## Goal a
Can you repeat the data entries, word for word, from their first line up to and including the line with "(1324, 381)"?

## Text provided
** start **
7. Deferred Stock Grant in Lieu of Fees

   a. Deferred Stock Grants. Each Eligible Director who shall have so elected
(pursuant to the procedures below) shall be granted irrevocable rights to
receive shares of Stock to be delivered in the future ("Deferred Stock Awards")
in lieu of the cash fees that would otherwise be payable to such Eligible
Director. Each Eligible Director shall receive a Deferred Stock Award in lieu
of any annual retainer fee to which such Eligible
Director may be entitled ("Annual Fee") and a Deferred Stock Award in lieu of
any fees to which such Eligible Director may be entitled with respect to any
meeting of the Board or any committee thereof ("Meeting Fees"). The number of
shares of Stock subject to a Deferred Stock Award shall be that number of
shares of Stock the Fair Market Value of which is equal, in the case of the
Annual Fee, to the amount of such Annual Fee on the first business day of the
calendar year for which such Annual Fee is payable, and in the case of a
Meeting Fee, to the amount of such Meeting Fee on the day before the date of
meeting for which such Meeting Fee is payable. The grant of Deferred Stock
Awards shall not require any action by the Committee.

   b. Issuance of Deferred Stock. Stock issuable pursuant to a Deferred Stock
Award granted under this Plan shall be issued by the Company to the Eligible
Director on the earliest of (i) the first business day of the third January
following such Deferred Stock Award, (ii) the date of an event described in
Section 6(j) of this Plan or (iii) the date on which such Eligible Director
shall cease to be a Director of the Company, and certificates therefore shall
be delivered by the Company promptly after such date.

   c. Notice Procedures. Prior to the beginning of any fiscal year of the
Company, an Eligible Director may notify the Company in writing of his or her
election to be granted Deferred Stock Awards in lieu of fees for the calendar
year succeeding the year in which the election is made and unless and until any
subsequent notice is given, as provided below, each calendar year thereafter (a
"Deferred Stock Election"). By making a Deferred Stock Election, such Eligible
Director agrees to forego any cash payment of the Annual Fees and Meeting Fees
paid in the form of Deferred Stock Awards. Any Deferred Stock Election shall be
irrevocable as to each calendar year once that year begins. Any Deferred Stock
Election shall continue in effect from year to year, until revoked, which
revocation shall be effective as to all years subsequent to the year in which
the notice of revocation is given, unless and until such Eligible Director
makes a subsequent Deferred Stock Election.
** end **
## Goal b
Can you copy word for word the passage of the text on deferred stock grants in lieu of fees from "b. Issuance of" up to and including "after such date."?

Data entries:
** start **
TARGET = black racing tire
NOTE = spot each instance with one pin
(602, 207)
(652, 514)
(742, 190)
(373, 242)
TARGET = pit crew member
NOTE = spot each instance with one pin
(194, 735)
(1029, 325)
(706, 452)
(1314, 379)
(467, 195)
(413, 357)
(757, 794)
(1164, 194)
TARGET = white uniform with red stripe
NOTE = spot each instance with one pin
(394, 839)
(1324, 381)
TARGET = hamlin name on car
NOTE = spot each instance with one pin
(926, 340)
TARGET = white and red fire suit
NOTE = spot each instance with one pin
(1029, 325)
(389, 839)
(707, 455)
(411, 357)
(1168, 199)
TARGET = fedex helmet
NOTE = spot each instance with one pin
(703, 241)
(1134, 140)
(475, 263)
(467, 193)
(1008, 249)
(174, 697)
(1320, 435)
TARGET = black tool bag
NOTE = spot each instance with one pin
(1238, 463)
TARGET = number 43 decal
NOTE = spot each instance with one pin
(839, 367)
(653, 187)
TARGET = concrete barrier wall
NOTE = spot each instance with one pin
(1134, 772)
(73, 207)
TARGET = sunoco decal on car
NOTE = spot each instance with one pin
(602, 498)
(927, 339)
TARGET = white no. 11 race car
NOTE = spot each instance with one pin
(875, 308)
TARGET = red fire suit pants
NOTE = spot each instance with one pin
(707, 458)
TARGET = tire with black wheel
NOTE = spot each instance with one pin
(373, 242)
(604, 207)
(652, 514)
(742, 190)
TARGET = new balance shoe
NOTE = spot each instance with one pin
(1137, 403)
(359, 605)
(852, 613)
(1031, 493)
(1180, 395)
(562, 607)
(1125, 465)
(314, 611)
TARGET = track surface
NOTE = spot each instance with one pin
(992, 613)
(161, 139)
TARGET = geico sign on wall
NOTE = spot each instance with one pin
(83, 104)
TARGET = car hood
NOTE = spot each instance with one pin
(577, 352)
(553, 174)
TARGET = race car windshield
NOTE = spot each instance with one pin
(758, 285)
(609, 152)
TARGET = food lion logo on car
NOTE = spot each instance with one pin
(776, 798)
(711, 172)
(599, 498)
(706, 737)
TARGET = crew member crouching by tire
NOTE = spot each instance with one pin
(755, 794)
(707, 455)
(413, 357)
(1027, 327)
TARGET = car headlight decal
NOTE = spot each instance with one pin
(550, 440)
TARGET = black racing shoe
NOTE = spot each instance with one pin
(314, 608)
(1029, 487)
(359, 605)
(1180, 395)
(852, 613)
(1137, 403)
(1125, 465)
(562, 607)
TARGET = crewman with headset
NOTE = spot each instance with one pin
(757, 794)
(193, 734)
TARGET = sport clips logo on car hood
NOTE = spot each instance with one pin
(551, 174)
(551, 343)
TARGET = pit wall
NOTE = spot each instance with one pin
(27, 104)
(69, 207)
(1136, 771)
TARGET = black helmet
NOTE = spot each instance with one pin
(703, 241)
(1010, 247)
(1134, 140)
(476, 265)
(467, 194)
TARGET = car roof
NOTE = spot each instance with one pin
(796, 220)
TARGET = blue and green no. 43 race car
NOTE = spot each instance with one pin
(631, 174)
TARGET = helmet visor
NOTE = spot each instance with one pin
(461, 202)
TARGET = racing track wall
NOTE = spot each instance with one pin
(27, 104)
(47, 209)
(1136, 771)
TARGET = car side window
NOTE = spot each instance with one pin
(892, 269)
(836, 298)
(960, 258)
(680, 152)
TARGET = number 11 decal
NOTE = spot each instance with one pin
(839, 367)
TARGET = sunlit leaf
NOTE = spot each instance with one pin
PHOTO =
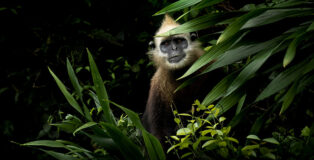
(181, 4)
(238, 23)
(199, 23)
(128, 149)
(271, 140)
(254, 137)
(45, 143)
(214, 53)
(251, 68)
(59, 156)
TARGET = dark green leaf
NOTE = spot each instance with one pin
(199, 23)
(127, 148)
(59, 156)
(66, 93)
(274, 15)
(100, 90)
(219, 90)
(45, 143)
(238, 53)
(181, 4)
(251, 68)
(152, 144)
(238, 23)
(290, 54)
(86, 125)
(287, 77)
(213, 53)
(78, 88)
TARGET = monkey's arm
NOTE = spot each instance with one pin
(157, 118)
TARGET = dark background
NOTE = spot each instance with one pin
(37, 34)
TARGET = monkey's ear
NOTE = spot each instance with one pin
(151, 45)
(194, 36)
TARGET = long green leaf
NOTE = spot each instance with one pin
(288, 98)
(66, 93)
(274, 15)
(287, 77)
(213, 53)
(152, 144)
(59, 156)
(199, 23)
(100, 90)
(240, 104)
(251, 68)
(229, 101)
(241, 52)
(127, 148)
(238, 23)
(181, 4)
(45, 143)
(78, 88)
(86, 125)
(290, 54)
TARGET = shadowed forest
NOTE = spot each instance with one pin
(75, 79)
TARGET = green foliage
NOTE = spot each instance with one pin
(266, 50)
(203, 139)
(114, 139)
(254, 46)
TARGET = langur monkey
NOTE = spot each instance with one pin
(172, 56)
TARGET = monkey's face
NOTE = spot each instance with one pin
(174, 48)
(175, 52)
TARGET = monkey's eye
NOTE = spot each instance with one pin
(151, 45)
(193, 36)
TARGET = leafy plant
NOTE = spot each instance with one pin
(204, 139)
(266, 48)
(111, 138)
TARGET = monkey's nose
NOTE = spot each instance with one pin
(174, 47)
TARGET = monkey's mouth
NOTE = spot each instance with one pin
(176, 58)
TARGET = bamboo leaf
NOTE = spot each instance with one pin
(66, 93)
(78, 88)
(229, 101)
(45, 143)
(86, 125)
(274, 15)
(100, 90)
(290, 54)
(152, 144)
(243, 51)
(251, 68)
(287, 77)
(213, 53)
(271, 140)
(240, 104)
(288, 98)
(238, 23)
(254, 137)
(59, 156)
(181, 4)
(127, 148)
(199, 23)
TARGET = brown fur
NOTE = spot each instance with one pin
(158, 118)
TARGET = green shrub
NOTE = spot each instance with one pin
(105, 136)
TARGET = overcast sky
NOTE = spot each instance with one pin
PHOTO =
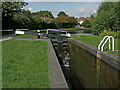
(76, 9)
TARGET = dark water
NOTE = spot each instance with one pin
(85, 68)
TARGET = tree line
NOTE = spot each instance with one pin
(14, 17)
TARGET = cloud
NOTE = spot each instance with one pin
(64, 0)
(30, 9)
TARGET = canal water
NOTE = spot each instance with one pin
(80, 69)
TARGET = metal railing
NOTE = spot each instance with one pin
(103, 42)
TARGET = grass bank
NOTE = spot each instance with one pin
(95, 40)
(24, 63)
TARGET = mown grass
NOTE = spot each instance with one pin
(95, 40)
(24, 64)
** end **
## Answer a
TARGET = black racing tire
NOTE = spot each instance with one pin
(602, 207)
(652, 514)
(742, 190)
(373, 242)
TARGET = pit crew member
NOTE = spot each instance with one pin
(194, 735)
(1029, 325)
(706, 452)
(1314, 379)
(467, 195)
(413, 357)
(757, 794)
(1164, 194)
TARGET = white uniform with red stripe
NOTE = spot each instance with one pin
(394, 839)
(1324, 381)

## Answer b
b. Issuance of Deferred Stock. Stock issuable pursuant to a Deferred Stock
Award granted under this Plan shall be issued by the Company to the Eligible
Director on the earliest of (i) the first business day of the third January
following such Deferred Stock Award, (ii) the date of an event described in
Section 6(j) of this Plan or (iii) the date on which such Eligible Director
shall cease to be a Director of the Company, and certificates therefore shall
be delivered by the Company promptly after such date.